__Excerpted passage__:
────

Every sport contributed to his development as a cricketer. “Karate gave strength to my arms, table tennis improved by hand-eye coordination and swimming kept me fit,” Vijay says. “Winning is all that matters to him,” says his brother Vikram, “It’s in his name, Vijay, which means ‘victory’. He would shut himself from everything if he lost a match and wouldn’t talk until he started winning again.” When a 14-year-old Vikram defeated a 9-year-old Vijay in an intra-district table tennis final once, Vikram graciously conceded the trophy as his brother broke down.
The senior Zol’s slight frame, dense beard and spectacles complete the brooding picture of a lawyer who chooses words carefully. The registration number of his Toyota Innova, 302, is a giveaway of his passion for law; Section 302 of the Indian Penal Code covers murder. Zol slips between cricket and law with ease. Cricket gives him a break from sifting through his stack of client files. And he loves talking cricket, speaking of ‘backlift’, ‘balanced stance’, ‘still head’, ‘trigger movement’, ‘back and across’, ‘bat swing’ and other such nuances of the game when he is not making notes for the next day’s hearing in court.
The Zol household is a mix of conviviality and regimentation. Vijay’s friends are often welcomed with home-cooked food such as jhunka bhakar and puran poli. The practices and values of Maharashtrian culture are evident. But discipline is non-negotiable. Hari Zol set the house rules many years ago. It’s ‘goodnight’ by 9.30 pm and ‘good morning’ at 5.30 am. Only home food is permitted.
Most of the posters in Vijay’s bedroom are of lefties, with Brian Lara, Michael Hussey, Yuvraj Singh and Suresh Raina his favourites. His own rise in junior cricket, though, has been Bradmanesque: Vijay scored 860 runs in eight U-16 matches for Maharashtra and 1,607 in nine U-19 games for the state. Even the story of how he got into the spotlight is strikingly similar to that of the great Australian. Donald Bradman was a scorer for the Bowral team, which was captained by his uncle George Whatman. Once, they happened to be a player short. Whatman pencilled Bradman in and he responded with scores of 34 not out and 29 not out. Something similar happened in a nondescript corner of Jalna. Deepak Mehtre, former U-17 captain of Maharashtra, recalls, “Viju would sit quietly and watch us play. He may have been around 12 then and we were all above 20. One day, we were a player short. We asked him, he agreed to open the innings and top scored with 40.” Oblivious of the Bradman story, Deepak says, “Viju will play for India one day”.

────

__Records__:
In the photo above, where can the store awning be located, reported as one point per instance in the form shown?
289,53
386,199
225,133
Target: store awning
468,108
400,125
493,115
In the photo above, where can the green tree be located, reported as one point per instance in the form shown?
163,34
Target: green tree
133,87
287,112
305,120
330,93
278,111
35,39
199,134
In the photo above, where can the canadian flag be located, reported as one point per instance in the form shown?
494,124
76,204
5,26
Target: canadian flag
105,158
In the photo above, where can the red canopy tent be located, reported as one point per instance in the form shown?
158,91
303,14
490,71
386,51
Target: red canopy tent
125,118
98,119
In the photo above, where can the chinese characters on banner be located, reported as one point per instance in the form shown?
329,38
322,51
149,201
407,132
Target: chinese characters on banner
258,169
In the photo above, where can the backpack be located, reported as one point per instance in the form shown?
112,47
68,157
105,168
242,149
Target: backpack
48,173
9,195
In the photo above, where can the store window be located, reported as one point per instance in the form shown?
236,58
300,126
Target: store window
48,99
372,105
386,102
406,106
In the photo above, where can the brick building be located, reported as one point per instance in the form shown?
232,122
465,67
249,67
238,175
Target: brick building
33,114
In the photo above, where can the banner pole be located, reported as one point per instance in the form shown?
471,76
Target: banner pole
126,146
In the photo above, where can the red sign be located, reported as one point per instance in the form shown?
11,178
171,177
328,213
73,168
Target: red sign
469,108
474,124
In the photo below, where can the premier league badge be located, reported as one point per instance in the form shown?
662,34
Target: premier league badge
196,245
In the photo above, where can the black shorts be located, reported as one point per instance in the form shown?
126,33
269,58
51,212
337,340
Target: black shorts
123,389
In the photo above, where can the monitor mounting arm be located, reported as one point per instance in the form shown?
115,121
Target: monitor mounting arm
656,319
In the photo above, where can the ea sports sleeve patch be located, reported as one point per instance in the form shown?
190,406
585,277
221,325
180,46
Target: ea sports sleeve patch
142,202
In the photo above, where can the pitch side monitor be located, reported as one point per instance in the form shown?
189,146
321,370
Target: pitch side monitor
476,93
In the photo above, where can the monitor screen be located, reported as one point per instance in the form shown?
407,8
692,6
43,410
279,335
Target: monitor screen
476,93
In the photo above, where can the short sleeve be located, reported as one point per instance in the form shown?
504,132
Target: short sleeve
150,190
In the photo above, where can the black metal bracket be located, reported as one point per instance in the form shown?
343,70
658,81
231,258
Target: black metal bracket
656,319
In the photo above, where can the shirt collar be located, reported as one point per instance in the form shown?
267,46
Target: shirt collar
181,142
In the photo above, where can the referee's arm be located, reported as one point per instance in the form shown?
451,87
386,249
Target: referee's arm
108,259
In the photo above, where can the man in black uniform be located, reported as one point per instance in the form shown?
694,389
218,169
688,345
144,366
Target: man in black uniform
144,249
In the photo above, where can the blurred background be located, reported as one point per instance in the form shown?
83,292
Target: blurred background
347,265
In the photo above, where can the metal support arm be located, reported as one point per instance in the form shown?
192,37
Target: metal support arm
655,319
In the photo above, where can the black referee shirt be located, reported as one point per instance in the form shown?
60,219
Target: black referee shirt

────

__Direction A__: Which cricketers does the cricket profile name as Vijay's favorites among the posters in his bedroom?
__Direction B__:
Answer these questions from the cricket profile:
(i) What does the name Vijay mean?
(ii) At what time is it 'good morning' in the Zol household?
(iii) How many runs did Vijay score in nine U-19 games for Maharashtra?

__Worked solution A__: Brian Lara, Michael Hussey, Yuvraj Singh, Suresh Raina

__Worked solution B__:
(i) Victory
(ii) 5.30 am
(iii) 1,607